Exercise goal = Can you copy out, word for word, the part of the lines below that starts with the line containing "The scan above contains the jacket" and runs through the last line, with both ends included?

Records to use =
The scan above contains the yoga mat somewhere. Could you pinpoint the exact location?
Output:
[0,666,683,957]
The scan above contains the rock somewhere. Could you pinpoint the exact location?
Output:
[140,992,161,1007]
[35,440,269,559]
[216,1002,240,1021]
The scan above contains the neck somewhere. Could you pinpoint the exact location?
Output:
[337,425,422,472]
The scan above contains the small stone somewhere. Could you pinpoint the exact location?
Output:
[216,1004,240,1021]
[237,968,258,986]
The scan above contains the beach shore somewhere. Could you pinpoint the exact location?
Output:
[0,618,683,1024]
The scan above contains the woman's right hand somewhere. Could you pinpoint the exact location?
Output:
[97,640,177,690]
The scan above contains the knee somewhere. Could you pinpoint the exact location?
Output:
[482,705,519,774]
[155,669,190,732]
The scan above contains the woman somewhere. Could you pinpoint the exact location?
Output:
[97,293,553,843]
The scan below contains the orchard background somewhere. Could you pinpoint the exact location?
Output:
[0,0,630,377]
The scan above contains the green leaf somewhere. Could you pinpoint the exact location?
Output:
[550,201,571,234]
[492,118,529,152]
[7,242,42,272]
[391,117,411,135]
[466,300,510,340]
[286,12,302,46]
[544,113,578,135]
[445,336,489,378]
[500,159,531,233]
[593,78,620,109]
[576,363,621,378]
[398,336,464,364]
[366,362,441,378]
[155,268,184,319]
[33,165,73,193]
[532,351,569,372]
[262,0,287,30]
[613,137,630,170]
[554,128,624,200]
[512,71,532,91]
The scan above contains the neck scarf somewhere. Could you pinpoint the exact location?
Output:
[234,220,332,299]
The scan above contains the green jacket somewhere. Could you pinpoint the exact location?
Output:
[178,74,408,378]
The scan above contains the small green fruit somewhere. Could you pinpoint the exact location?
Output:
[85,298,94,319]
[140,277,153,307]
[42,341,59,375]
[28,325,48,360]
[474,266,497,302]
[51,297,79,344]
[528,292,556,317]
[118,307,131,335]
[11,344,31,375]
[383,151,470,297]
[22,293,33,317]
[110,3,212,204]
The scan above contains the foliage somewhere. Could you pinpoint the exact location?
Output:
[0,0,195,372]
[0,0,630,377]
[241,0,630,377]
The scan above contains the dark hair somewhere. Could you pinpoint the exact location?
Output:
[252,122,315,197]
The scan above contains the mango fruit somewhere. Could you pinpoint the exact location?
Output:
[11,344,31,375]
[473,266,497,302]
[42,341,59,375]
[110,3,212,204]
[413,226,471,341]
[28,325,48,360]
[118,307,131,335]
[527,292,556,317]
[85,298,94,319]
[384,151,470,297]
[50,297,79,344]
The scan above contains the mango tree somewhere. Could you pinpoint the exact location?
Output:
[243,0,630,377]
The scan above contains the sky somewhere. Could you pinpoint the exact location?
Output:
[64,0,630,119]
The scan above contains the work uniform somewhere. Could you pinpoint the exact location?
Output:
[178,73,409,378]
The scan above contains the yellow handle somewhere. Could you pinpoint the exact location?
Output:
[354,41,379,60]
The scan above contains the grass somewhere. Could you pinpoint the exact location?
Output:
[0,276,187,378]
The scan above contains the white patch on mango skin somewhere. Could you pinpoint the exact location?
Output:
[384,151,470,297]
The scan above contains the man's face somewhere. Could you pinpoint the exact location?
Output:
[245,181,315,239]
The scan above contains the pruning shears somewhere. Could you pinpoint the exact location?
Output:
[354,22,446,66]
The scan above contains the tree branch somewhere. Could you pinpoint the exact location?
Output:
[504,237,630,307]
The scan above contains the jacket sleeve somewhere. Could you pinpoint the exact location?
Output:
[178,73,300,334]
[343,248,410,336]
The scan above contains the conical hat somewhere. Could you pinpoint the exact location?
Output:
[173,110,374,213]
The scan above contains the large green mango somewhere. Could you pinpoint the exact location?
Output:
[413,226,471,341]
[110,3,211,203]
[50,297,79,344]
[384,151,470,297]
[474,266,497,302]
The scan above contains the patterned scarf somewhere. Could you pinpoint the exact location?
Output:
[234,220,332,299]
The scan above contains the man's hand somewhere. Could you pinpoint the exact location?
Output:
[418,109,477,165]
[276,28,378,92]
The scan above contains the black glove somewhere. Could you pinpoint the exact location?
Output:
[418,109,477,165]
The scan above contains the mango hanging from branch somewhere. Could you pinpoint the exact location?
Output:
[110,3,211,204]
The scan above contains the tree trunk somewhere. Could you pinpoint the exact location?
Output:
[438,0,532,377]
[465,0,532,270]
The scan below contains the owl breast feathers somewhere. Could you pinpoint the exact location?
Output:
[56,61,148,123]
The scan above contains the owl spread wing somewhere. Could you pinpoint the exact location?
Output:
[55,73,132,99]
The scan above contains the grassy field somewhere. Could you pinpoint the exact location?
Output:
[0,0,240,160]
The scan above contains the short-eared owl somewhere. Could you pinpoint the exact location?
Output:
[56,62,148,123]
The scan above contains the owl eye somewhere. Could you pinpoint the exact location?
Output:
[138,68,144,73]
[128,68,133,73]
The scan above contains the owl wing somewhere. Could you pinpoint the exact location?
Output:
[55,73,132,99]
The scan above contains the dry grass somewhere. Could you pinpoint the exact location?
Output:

Answer below =
The scan above contains the jacket sleeve somewhere. Could you pinpoint the exact location?
Output:
[178,73,300,334]
[343,248,410,336]
The scan above contains the conical hat somewhere. Could you pinpoint the exact location?
Output:
[173,110,374,213]
The scan above contains the large green mango somewhere. Could you pinpoint the exact location?
Output:
[413,226,471,341]
[110,3,211,203]
[50,297,79,344]
[384,151,470,297]
[474,266,497,302]
The scan above contains the patterned scarf somewhere. Could you pinpoint the exact location?
Output:
[234,220,332,299]
The scan above contains the man's hand somewhere. Could you pinpoint the exact location?
Output:
[418,109,477,165]
[276,28,378,92]
The scan above contains the black glove somewhere. Could you pinpoint the exact location?
Output:
[418,109,477,165]
The scan above contains the mango hanging from branch somewhere. Could you pinpoint the exact location?
Output:
[110,3,211,204]
The scan above contains the tree trunk somewhere. Could you pinpoint the exact location?
Output:
[438,0,532,377]
[465,0,532,270]
The scan below contains the owl breast feathers somewhere. Could you pinpoint the exact location?
Output:
[56,61,148,123]
The scan above contains the owl spread wing somewhere. Could you pinpoint the exact location?
Output:
[55,73,132,99]
The scan above contains the grassy field somewhere. Could you pinpoint the exact location?
Output:
[0,0,240,160]
The scan above contains the short-eared owl somewhere. Could you pinpoint the exact location?
Output:
[56,62,148,123]
The scan above contains the owl eye somewhere. Could you pinpoint the exact location?
Output:
[138,68,144,73]
[128,68,133,73]
The scan above contains the owl wing somewhere. Could you pinpoint the exact location?
Output:
[55,73,132,99]
The scan above contains the dry grass somewhere. Could you pinpoint the exact location?
Output:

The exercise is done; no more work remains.